▶ **Stated task**:
Copy every line of the records from the one containing "# test: locate the headlight" down to the one containing "Query: headlight", both included, exactly as they appear.

──────── Provided data ────────

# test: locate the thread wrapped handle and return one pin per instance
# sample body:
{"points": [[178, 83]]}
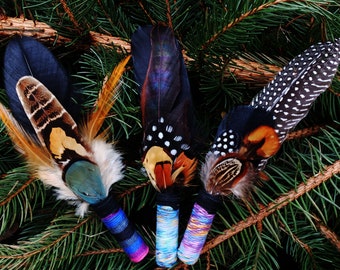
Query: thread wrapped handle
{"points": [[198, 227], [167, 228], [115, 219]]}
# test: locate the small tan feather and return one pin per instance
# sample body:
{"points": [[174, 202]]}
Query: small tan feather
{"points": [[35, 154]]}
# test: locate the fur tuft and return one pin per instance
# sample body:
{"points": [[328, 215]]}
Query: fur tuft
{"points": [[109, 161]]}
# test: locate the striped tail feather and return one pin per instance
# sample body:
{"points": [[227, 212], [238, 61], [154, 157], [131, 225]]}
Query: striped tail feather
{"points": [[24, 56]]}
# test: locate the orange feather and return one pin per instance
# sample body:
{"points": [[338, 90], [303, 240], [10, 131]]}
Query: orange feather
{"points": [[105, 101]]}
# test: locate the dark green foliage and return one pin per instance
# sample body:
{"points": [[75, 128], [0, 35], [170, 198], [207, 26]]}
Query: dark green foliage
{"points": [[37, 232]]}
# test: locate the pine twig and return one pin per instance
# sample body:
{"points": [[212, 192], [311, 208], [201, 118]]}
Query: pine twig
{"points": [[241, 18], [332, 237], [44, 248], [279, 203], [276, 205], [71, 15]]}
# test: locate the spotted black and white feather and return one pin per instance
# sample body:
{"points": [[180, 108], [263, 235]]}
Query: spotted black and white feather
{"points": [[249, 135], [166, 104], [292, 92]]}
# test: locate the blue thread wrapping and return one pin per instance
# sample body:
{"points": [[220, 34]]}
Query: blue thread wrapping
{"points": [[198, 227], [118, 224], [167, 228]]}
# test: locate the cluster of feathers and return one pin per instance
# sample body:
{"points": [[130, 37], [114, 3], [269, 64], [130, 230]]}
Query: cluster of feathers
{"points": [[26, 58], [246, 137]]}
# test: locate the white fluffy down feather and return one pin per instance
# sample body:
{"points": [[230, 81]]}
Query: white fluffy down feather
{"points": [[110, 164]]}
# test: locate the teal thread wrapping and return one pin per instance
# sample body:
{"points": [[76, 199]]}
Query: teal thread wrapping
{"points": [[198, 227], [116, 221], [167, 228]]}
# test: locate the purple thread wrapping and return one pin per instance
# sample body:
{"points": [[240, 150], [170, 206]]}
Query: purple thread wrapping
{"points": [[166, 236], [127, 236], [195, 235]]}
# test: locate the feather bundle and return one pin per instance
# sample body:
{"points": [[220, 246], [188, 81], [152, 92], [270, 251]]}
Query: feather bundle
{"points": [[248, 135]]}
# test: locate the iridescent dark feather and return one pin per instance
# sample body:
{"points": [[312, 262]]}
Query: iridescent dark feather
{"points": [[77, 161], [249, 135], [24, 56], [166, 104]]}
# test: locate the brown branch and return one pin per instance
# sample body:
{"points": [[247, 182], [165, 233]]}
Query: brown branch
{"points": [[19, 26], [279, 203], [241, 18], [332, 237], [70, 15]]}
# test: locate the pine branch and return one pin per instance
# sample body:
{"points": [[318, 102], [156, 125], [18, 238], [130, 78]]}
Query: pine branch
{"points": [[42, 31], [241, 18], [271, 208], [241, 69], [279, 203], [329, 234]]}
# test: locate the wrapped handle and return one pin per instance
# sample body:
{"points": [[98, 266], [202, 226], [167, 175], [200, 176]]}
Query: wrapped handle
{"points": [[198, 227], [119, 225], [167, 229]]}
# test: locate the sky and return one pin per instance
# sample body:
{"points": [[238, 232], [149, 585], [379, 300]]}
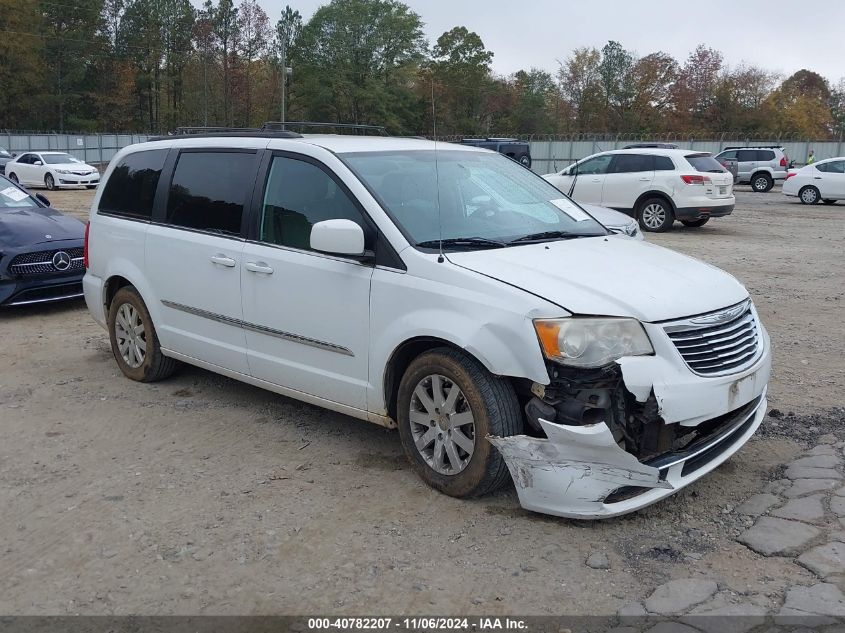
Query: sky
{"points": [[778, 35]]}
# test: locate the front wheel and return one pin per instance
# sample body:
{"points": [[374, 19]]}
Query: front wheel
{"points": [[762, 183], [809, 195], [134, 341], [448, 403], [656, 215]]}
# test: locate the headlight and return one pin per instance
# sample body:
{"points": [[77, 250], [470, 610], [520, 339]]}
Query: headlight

────────
──────── Provided data ────────

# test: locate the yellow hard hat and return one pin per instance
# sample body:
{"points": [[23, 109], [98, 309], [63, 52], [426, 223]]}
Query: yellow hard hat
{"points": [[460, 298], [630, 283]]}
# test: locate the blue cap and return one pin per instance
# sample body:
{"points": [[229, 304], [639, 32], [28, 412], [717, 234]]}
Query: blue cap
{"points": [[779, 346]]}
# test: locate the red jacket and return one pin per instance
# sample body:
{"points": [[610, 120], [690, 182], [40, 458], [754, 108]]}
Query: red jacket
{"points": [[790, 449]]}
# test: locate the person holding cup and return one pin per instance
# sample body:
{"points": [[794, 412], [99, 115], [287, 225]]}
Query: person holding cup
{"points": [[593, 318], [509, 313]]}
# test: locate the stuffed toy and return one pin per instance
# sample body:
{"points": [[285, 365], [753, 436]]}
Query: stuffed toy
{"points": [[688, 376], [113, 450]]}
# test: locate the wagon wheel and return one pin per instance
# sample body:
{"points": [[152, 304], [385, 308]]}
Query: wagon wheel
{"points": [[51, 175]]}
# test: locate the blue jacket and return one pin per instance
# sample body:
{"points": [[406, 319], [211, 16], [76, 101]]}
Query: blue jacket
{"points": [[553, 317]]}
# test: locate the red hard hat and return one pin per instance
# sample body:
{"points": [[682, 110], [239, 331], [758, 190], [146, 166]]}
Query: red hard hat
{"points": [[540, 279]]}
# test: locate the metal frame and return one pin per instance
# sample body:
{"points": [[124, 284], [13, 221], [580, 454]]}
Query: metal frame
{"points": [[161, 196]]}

────────

▶ **Final result**:
# test: locate the headlight and return one pin per instance
# sample body:
{"points": [[77, 250], [470, 610], [520, 339]]}
Query: headlight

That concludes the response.